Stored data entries
* * * * *
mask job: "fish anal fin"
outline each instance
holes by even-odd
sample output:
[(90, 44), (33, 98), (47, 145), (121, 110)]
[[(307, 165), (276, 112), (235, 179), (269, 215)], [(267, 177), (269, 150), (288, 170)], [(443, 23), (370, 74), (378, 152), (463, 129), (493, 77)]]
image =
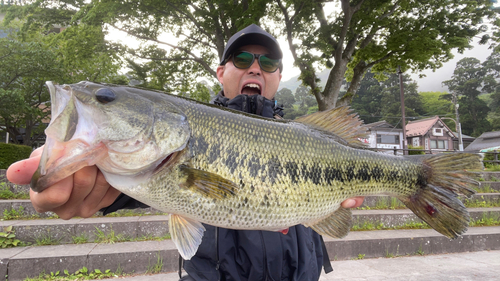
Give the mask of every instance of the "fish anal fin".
* * * * *
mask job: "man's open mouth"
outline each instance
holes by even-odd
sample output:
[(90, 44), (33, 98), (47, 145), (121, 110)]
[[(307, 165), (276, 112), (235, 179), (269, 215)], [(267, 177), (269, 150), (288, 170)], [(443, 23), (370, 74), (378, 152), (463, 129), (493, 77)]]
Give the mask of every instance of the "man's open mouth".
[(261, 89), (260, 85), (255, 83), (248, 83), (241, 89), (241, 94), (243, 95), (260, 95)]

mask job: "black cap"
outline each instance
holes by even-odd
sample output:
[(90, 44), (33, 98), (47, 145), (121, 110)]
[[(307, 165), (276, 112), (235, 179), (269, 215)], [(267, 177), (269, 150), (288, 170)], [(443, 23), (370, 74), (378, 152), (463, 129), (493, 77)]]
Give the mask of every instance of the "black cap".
* * * * *
• WORK REQUEST:
Look through the entries and find each line that has the string "fish". Copy those lines.

• TASK RESPONSE:
mask job: "fish anal fin"
Give the mask of every instance of the "fish anal fin".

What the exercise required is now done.